SELECTED TEXT
+++

# Losing Gun Rights while on probation



## CollinsCraft77 (Oct 5, 2010)

Posted awhile back a similar thread but my buddies situation has updated and I have a question for you guys on here.

He plead guilty to two misdemeanors and received two years probation. These are non violent, non drug offenses. In fact to be honest, he was running a business and used Peter's money to pay Paul and it snowballed on him. But he's paying his dues so what ever.

He receives his probation and it comes with a no alchohol use of course. No drug use of course. No firearms or weapons. He said his probation officer did say he could bowhunt.

When I asked a few months ago about this, my question was could a felon hunt with a muzzleloader? Now I'm wanting to know is it common to lose your gun rights for a nonviolent misdemeanor? I've never been on probation so I'm not sure how it works. But if this is the case, can he get that changed after accepting the offer? He was not aware of this stipulation till he was in court. His attorney brokered the deal and didn't pay attention to this part as he is not a hunter and I guess it wasn't a concern. He was told to accept it or go to trial. so he did. Fine.

My question is can they take your gun rights. I have looked on gun rights websites, etc and his crime does not fit any profile for lose of them. Is this common in Georgia?

+++

EXTRACTED MATERIAL
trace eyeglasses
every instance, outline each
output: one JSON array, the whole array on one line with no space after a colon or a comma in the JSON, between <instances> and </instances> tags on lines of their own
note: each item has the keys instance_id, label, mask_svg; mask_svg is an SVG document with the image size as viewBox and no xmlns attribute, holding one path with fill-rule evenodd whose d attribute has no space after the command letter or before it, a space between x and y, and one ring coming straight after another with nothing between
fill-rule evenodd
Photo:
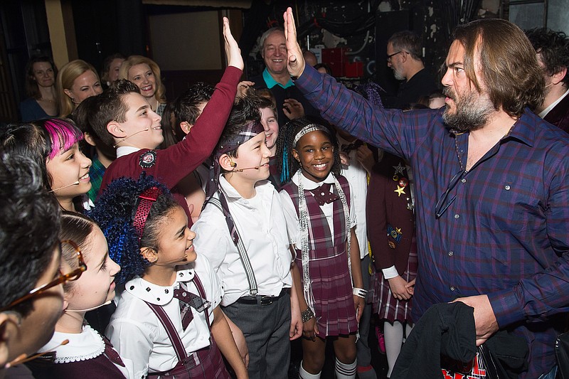
<instances>
[{"instance_id":1,"label":"eyeglasses","mask_svg":"<svg viewBox=\"0 0 569 379\"><path fill-rule=\"evenodd\" d=\"M23 295L19 299L16 299L16 300L10 303L9 305L0 309L0 311L4 311L6 310L8 310L14 307L14 306L23 303L23 301L26 301L26 300L29 300L30 299L31 299L35 296L38 296L40 294L45 292L46 291L47 291L50 288L53 288L55 286L73 280L77 280L78 279L79 279L79 277L81 276L81 274L83 274L83 272L87 269L87 265L85 265L85 260L83 260L83 255L81 252L81 249L79 247L78 245L77 245L71 240L65 240L63 241L60 242L60 245L59 245L60 250L61 250L62 244L64 243L70 245L71 247L73 247L73 249L75 250L77 260L79 261L79 267L67 274L63 274L61 272L61 269L60 269L59 270L60 276L58 277L57 277L54 280L52 280L49 283L46 283L45 284L42 284L38 287L34 288L33 289L28 292L26 294Z\"/></svg>"},{"instance_id":2,"label":"eyeglasses","mask_svg":"<svg viewBox=\"0 0 569 379\"><path fill-rule=\"evenodd\" d=\"M398 51L397 53L393 53L393 54L390 54L387 56L387 61L391 62L391 58L395 56L398 54L400 54L401 53L406 53L406 51L403 51L403 50L400 51Z\"/></svg>"},{"instance_id":3,"label":"eyeglasses","mask_svg":"<svg viewBox=\"0 0 569 379\"><path fill-rule=\"evenodd\" d=\"M450 179L450 183L449 183L448 186L447 187L447 191L445 191L442 195L441 195L439 201L437 202L437 205L435 205L435 214L437 218L440 218L445 212L447 211L447 209L450 206L451 204L457 198L457 195L455 194L452 196L452 198L447 201L447 198L449 197L449 193L452 191L454 187L457 186L459 181L461 178L462 178L462 175L466 174L466 171L461 169L458 171L454 176Z\"/></svg>"}]
</instances>

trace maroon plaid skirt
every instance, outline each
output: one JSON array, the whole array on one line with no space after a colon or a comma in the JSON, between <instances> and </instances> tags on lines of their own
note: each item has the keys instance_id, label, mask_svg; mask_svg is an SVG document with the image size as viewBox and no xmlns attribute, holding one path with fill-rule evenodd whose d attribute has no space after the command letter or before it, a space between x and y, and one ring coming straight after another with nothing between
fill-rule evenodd
<instances>
[{"instance_id":1,"label":"maroon plaid skirt","mask_svg":"<svg viewBox=\"0 0 569 379\"><path fill-rule=\"evenodd\" d=\"M296 262L302 277L299 257ZM346 251L332 257L311 259L309 270L318 336L324 338L356 333L358 323Z\"/></svg>"},{"instance_id":2,"label":"maroon plaid skirt","mask_svg":"<svg viewBox=\"0 0 569 379\"><path fill-rule=\"evenodd\" d=\"M417 242L413 237L409 251L409 260L407 269L402 275L407 282L410 282L417 276ZM372 265L374 272L372 273L370 289L372 289L372 302L373 313L379 316L380 319L387 320L391 323L395 321L404 323L411 322L411 306L413 297L409 300L398 300L391 294L389 282L383 278L383 274L376 272Z\"/></svg>"},{"instance_id":3,"label":"maroon plaid skirt","mask_svg":"<svg viewBox=\"0 0 569 379\"><path fill-rule=\"evenodd\" d=\"M221 352L211 336L211 344L190 354L186 362L178 362L174 368L162 373L149 373L149 379L230 379Z\"/></svg>"}]
</instances>

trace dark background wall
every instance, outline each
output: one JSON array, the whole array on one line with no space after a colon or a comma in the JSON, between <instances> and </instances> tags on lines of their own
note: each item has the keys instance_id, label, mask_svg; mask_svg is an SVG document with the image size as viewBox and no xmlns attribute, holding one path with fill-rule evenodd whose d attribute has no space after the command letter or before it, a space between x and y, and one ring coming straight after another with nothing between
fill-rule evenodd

+++

WORK REQUIRED
How long a probation term did the friend receive, according to the forum post about losing gun rights while on probation?

TASK RESULT
Two years.